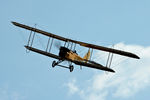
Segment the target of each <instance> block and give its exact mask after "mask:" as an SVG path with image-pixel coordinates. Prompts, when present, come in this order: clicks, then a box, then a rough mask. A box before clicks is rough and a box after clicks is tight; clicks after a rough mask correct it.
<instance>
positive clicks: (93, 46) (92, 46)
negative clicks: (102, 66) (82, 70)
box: [12, 22, 140, 59]
mask: <svg viewBox="0 0 150 100" xmlns="http://www.w3.org/2000/svg"><path fill="white" fill-rule="evenodd" d="M12 23H13V24H14V25H15V26H18V27H21V28H24V29H27V30H31V31H34V32H37V33H40V34H43V35H46V36H49V37H53V38H56V39H59V40H62V41H66V42H68V41H69V42H74V43H77V44H79V45H81V46H84V47H89V48H93V49H98V50H102V51H106V52H111V53H115V54H119V55H122V56H127V57H131V58H136V59H140V57H138V56H137V55H136V54H133V53H130V52H126V51H122V50H117V49H112V48H107V47H103V46H98V45H94V44H89V43H85V42H80V41H76V40H72V39H68V38H64V37H61V36H58V35H55V34H52V33H49V32H45V31H42V30H40V29H37V28H33V27H30V26H27V25H24V24H20V23H17V22H12Z"/></svg>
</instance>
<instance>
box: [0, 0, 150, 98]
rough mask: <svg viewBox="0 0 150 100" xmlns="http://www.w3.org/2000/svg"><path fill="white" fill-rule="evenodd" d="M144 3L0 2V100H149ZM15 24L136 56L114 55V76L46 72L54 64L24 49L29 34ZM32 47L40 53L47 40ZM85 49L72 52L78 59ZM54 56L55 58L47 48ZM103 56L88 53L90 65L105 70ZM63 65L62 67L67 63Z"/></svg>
mask: <svg viewBox="0 0 150 100" xmlns="http://www.w3.org/2000/svg"><path fill="white" fill-rule="evenodd" d="M149 5H150V1H149V0H38V1H37V0H1V3H0V12H1V16H0V18H1V21H0V26H1V28H0V35H1V36H0V51H1V52H0V55H1V56H0V100H33V99H36V100H41V99H44V100H50V99H55V100H59V99H62V100H70V99H71V100H77V99H78V100H129V99H130V100H141V99H147V98H150V95H149V94H150V90H149V88H150V79H149V77H150V60H149V59H150V53H149V52H150V44H149V43H150V39H149V37H150V35H149V33H150V13H149V11H150V6H149ZM11 21H16V22H19V23H22V24H26V25H29V26H34V25H35V24H37V28H40V29H42V30H45V31H48V32H52V33H54V34H57V35H60V36H64V37H67V38H71V39H74V40H79V41H83V42H88V43H93V44H97V45H102V46H107V47H111V46H112V45H114V48H116V49H121V50H125V51H129V52H132V53H135V54H137V55H139V56H140V57H141V59H140V60H135V59H132V58H128V57H122V56H118V55H114V58H113V62H112V66H111V67H112V68H113V69H114V70H115V71H116V73H107V72H103V71H100V70H96V69H91V68H87V67H83V68H82V70H80V67H79V66H76V65H74V67H75V68H74V71H73V72H72V73H70V72H69V70H68V69H64V68H60V67H57V66H56V67H55V68H52V67H51V63H52V61H53V60H54V59H52V58H49V57H46V56H43V55H40V54H37V53H34V52H30V53H26V49H25V48H24V45H26V44H27V39H28V36H29V33H30V31H27V30H24V29H21V28H18V27H16V26H14V25H12V24H11ZM36 38H38V39H37V40H35V41H34V46H38V47H41V48H42V49H43V50H45V48H46V47H45V46H46V41H47V40H46V39H48V38H47V37H44V36H41V35H36ZM87 50H88V49H87V48H84V47H79V46H78V47H77V52H78V53H79V54H80V55H81V56H83V55H84V54H85V53H86V52H87ZM53 52H54V53H56V54H57V53H58V50H56V48H53ZM107 55H108V53H105V52H102V51H97V50H94V52H93V55H92V60H94V61H96V62H98V63H102V64H104V65H105V63H106V58H107ZM63 64H65V65H67V62H64V63H63Z"/></svg>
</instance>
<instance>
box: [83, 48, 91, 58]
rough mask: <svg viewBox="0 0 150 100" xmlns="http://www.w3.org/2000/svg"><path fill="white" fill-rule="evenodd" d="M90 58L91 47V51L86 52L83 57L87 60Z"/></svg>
mask: <svg viewBox="0 0 150 100" xmlns="http://www.w3.org/2000/svg"><path fill="white" fill-rule="evenodd" d="M89 58H90V49H89V51H88V52H87V53H86V54H85V56H84V57H83V59H84V60H85V61H87V60H89Z"/></svg>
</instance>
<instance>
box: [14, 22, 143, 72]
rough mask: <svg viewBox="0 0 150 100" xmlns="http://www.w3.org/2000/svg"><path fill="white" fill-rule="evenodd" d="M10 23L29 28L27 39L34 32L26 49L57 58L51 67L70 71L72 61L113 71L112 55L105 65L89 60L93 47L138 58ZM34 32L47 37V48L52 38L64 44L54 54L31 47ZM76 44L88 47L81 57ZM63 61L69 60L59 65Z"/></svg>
mask: <svg viewBox="0 0 150 100" xmlns="http://www.w3.org/2000/svg"><path fill="white" fill-rule="evenodd" d="M12 24H14V25H15V26H18V27H21V28H24V29H27V30H30V31H31V33H30V36H29V40H30V38H31V34H32V32H34V34H33V38H32V41H31V44H30V45H29V42H30V41H28V44H27V45H26V46H25V48H26V49H28V50H31V51H33V52H36V53H39V54H42V55H45V56H48V57H52V58H55V59H58V61H53V62H52V67H55V66H60V67H64V68H68V69H69V70H70V72H72V71H73V69H74V66H73V65H72V63H74V64H76V65H80V66H86V67H90V68H95V69H100V70H104V71H108V72H115V71H114V70H113V69H111V68H110V65H111V61H112V56H113V55H112V56H111V57H108V58H109V59H111V60H110V62H109V64H108V62H107V64H106V66H103V65H101V64H99V63H97V62H95V61H91V56H92V52H93V49H97V50H102V51H106V52H110V53H114V54H119V55H122V56H127V57H131V58H136V59H140V58H139V57H138V56H137V55H135V54H133V53H130V52H126V51H122V50H117V49H113V48H107V47H103V46H99V45H94V44H89V43H85V42H81V41H76V40H72V39H68V38H64V37H61V36H58V35H55V34H52V33H49V32H45V31H43V30H40V29H37V28H34V27H30V26H27V25H24V24H20V23H17V22H12ZM35 33H40V34H43V35H45V36H48V37H49V40H48V43H47V48H48V46H50V47H49V48H50V49H51V47H52V45H53V40H54V39H57V40H61V41H64V46H61V47H60V48H59V54H58V55H56V54H53V53H51V52H50V51H49V52H48V51H47V50H46V51H44V50H40V49H37V48H34V47H32V43H33V39H34V35H35ZM50 38H51V43H50ZM73 44H75V45H74V49H72V46H73ZM76 44H79V45H80V46H83V47H87V48H89V50H88V52H87V53H86V54H85V56H84V57H83V58H82V57H80V56H79V55H78V54H77V52H76V50H75V48H76ZM69 45H71V47H70V48H69ZM109 56H110V55H109ZM63 61H69V62H70V64H69V67H66V66H63V65H60V63H61V62H63ZM107 65H109V66H107Z"/></svg>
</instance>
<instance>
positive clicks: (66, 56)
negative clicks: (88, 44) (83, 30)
mask: <svg viewBox="0 0 150 100" xmlns="http://www.w3.org/2000/svg"><path fill="white" fill-rule="evenodd" d="M59 56H60V57H62V58H66V59H70V60H73V61H74V60H78V61H84V59H83V58H81V57H80V56H79V55H78V54H77V53H76V51H72V50H70V49H68V48H66V47H60V51H59Z"/></svg>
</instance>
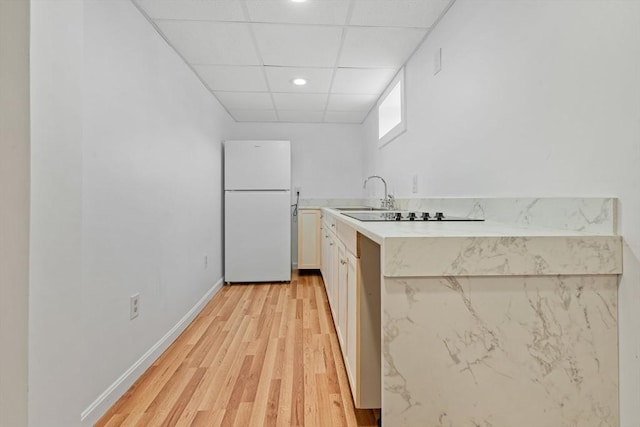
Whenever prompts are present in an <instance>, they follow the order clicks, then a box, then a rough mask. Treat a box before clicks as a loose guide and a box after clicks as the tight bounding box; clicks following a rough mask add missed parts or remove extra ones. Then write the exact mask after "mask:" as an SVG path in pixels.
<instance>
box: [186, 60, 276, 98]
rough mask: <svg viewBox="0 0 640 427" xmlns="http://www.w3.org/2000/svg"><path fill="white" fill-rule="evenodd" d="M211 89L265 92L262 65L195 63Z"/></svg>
mask: <svg viewBox="0 0 640 427" xmlns="http://www.w3.org/2000/svg"><path fill="white" fill-rule="evenodd" d="M194 68H195V69H196V71H197V72H198V74H199V75H200V77H202V79H203V80H204V81H205V82H206V83H207V86H209V88H211V90H214V91H216V90H218V91H237V92H267V91H268V88H267V83H266V81H265V79H264V73H263V71H262V67H255V66H247V67H239V66H225V65H196V66H195V67H194Z"/></svg>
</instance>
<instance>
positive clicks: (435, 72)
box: [433, 47, 442, 76]
mask: <svg viewBox="0 0 640 427" xmlns="http://www.w3.org/2000/svg"><path fill="white" fill-rule="evenodd" d="M440 70H442V48H441V47H439V48H438V49H437V50H436V51H435V53H434V55H433V75H434V76H435V75H436V74H438V73H439V72H440Z"/></svg>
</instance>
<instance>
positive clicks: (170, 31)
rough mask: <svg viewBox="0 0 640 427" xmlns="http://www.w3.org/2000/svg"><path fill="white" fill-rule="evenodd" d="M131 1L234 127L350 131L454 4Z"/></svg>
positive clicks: (145, 0) (337, 0) (327, 1)
mask: <svg viewBox="0 0 640 427" xmlns="http://www.w3.org/2000/svg"><path fill="white" fill-rule="evenodd" d="M131 1H132V3H133V4H134V5H135V7H136V8H137V9H138V10H139V11H140V12H141V13H142V14H143V16H144V17H145V19H146V20H147V21H148V22H149V23H151V25H152V26H153V28H154V29H155V30H156V31H157V32H158V33H159V34H160V36H161V37H162V38H163V39H164V40H165V42H166V43H167V44H168V45H169V46H170V47H171V48H172V49H173V50H174V51H175V52H176V53H177V54H178V56H179V57H180V58H181V59H182V60H183V61H184V62H185V63H187V66H188V67H189V68H190V69H191V70H192V71H193V72H194V73H195V74H196V76H197V77H198V79H199V80H200V81H201V82H202V83H203V85H204V87H205V88H206V89H207V90H208V91H209V92H210V93H212V95H213V96H214V97H216V98H217V100H218V101H219V102H220V104H221V105H222V107H223V108H224V109H225V110H226V111H227V113H229V115H230V117H232V118H233V120H235V121H236V122H291V123H318V122H319V123H352V124H362V123H363V122H364V120H365V119H366V118H367V117H368V116H369V114H371V111H372V110H373V109H375V106H376V103H377V101H378V99H379V97H380V94H381V93H382V92H383V91H384V89H385V88H386V87H387V86H388V85H389V82H390V81H391V80H392V79H393V77H394V76H395V75H396V74H397V72H398V70H399V69H400V68H402V66H404V64H406V62H407V61H408V60H410V58H411V57H413V56H414V54H415V52H416V51H417V49H418V48H419V47H420V45H422V43H424V41H425V39H426V38H427V36H428V35H429V34H430V33H431V31H432V30H433V28H434V26H435V24H436V23H437V22H438V21H439V20H440V19H441V18H442V16H443V15H444V13H446V11H447V10H448V9H449V8H450V7H451V5H452V4H453V2H454V0H376V1H369V0H306V2H296V3H294V2H292V1H290V0H269V1H265V0H131ZM299 77H302V78H304V79H305V80H307V82H306V84H303V85H297V84H296V85H294V83H293V80H294V79H295V78H299Z"/></svg>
=-=-=-=-=
=== What is being asked ===
Exactly the lines above from the one with "positive clicks: (93, 46) (92, 46)" to the one with "box: [0, 0, 150, 98]", both included, are to be quoted; leave the rest out.

=== Problem solution ===
positive clicks: (93, 46) (92, 46)
negative clicks: (102, 66) (82, 70)
box: [12, 22, 140, 59]
mask: <svg viewBox="0 0 150 100" xmlns="http://www.w3.org/2000/svg"><path fill="white" fill-rule="evenodd" d="M12 23H13V24H14V25H15V26H18V27H21V28H24V29H27V30H31V31H34V32H37V33H40V34H43V35H46V36H49V37H53V38H56V39H59V40H62V41H66V42H68V41H69V42H74V43H77V44H79V45H81V46H84V47H89V48H93V49H98V50H102V51H106V52H111V53H115V54H119V55H122V56H127V57H131V58H136V59H140V57H138V56H137V55H136V54H133V53H130V52H126V51H122V50H117V49H112V48H107V47H103V46H98V45H94V44H89V43H85V42H80V41H76V40H72V39H68V38H64V37H61V36H58V35H55V34H52V33H49V32H45V31H42V30H40V29H37V28H33V27H30V26H27V25H24V24H20V23H17V22H12Z"/></svg>
</instance>
<instance>
box: [0, 0, 150, 98]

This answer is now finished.